What needs to be done:
Pull out each line of the records that contains the string "positive".

Data shown:
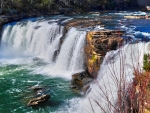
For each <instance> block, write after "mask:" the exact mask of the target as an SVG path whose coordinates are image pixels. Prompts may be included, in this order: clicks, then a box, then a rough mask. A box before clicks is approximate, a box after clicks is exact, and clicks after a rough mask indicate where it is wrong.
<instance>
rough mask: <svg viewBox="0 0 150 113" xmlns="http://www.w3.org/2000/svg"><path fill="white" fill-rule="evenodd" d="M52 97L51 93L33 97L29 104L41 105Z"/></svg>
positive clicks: (33, 105) (33, 104) (32, 105)
mask: <svg viewBox="0 0 150 113" xmlns="http://www.w3.org/2000/svg"><path fill="white" fill-rule="evenodd" d="M49 98H50V95H48V94H46V95H42V96H40V97H37V98H33V99H31V100H30V101H29V102H28V104H27V105H28V106H35V105H39V104H41V103H44V102H46V101H48V100H49Z"/></svg>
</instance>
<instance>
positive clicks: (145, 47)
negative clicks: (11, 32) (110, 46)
mask: <svg viewBox="0 0 150 113" xmlns="http://www.w3.org/2000/svg"><path fill="white" fill-rule="evenodd" d="M149 44H150V43H137V44H127V45H125V46H124V47H122V48H120V49H118V50H116V51H110V52H108V53H107V54H106V56H105V59H104V61H103V63H102V65H101V68H100V70H99V74H98V78H97V80H95V83H93V84H92V85H91V91H90V92H89V94H88V95H87V97H86V98H85V99H84V101H83V103H82V106H83V109H82V110H83V111H82V112H87V111H88V112H89V113H92V112H94V113H103V112H106V113H115V111H114V106H115V105H116V103H117V99H118V98H117V97H118V91H119V89H118V88H119V84H120V83H121V84H122V85H123V84H124V85H125V89H126V88H127V87H128V85H129V83H130V82H131V81H132V78H133V77H134V76H133V72H134V69H136V68H137V69H142V65H143V55H144V53H149V50H150V49H149Z"/></svg>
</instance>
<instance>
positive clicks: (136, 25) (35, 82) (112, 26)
mask: <svg viewBox="0 0 150 113" xmlns="http://www.w3.org/2000/svg"><path fill="white" fill-rule="evenodd" d="M137 13H138V14H145V12H127V11H124V12H107V13H101V14H94V13H93V14H85V15H69V16H64V15H57V16H52V17H39V18H30V19H25V20H22V21H19V22H13V23H9V24H7V25H5V26H4V28H3V34H2V38H1V49H0V113H78V112H79V111H80V110H79V109H81V107H82V106H81V103H82V102H81V101H82V100H83V99H84V98H85V97H84V95H83V94H82V93H79V92H75V91H73V90H72V89H71V88H70V86H71V82H70V79H71V75H72V74H73V73H76V72H81V71H83V70H84V59H83V56H84V51H83V50H84V44H85V36H86V33H87V31H89V30H101V29H104V28H106V29H118V30H125V31H126V32H127V36H126V37H124V38H131V39H130V41H131V43H132V42H134V41H136V40H141V41H148V40H149V39H150V20H145V19H125V18H124V17H123V16H124V15H131V14H137ZM73 18H81V19H96V20H97V19H100V20H101V22H102V24H104V25H105V27H101V26H95V27H89V28H86V29H76V28H71V29H69V30H68V32H67V34H66V36H65V39H64V41H63V43H62V45H61V47H59V45H60V43H61V42H60V38H61V37H62V35H63V32H64V31H63V30H64V28H63V25H58V23H59V22H60V20H61V19H63V21H61V22H65V21H68V20H70V19H73ZM38 85H41V86H44V87H46V89H47V91H46V94H50V95H51V98H50V99H49V101H48V102H47V103H45V104H42V105H41V106H35V107H28V106H27V103H28V101H29V99H31V98H33V97H35V96H36V93H35V92H33V91H32V90H31V89H30V88H31V87H33V86H38Z"/></svg>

Solution:
positive clicks: (33, 105) (33, 104) (32, 105)
positive clicks: (145, 47)
positive clicks: (136, 25) (35, 82) (112, 26)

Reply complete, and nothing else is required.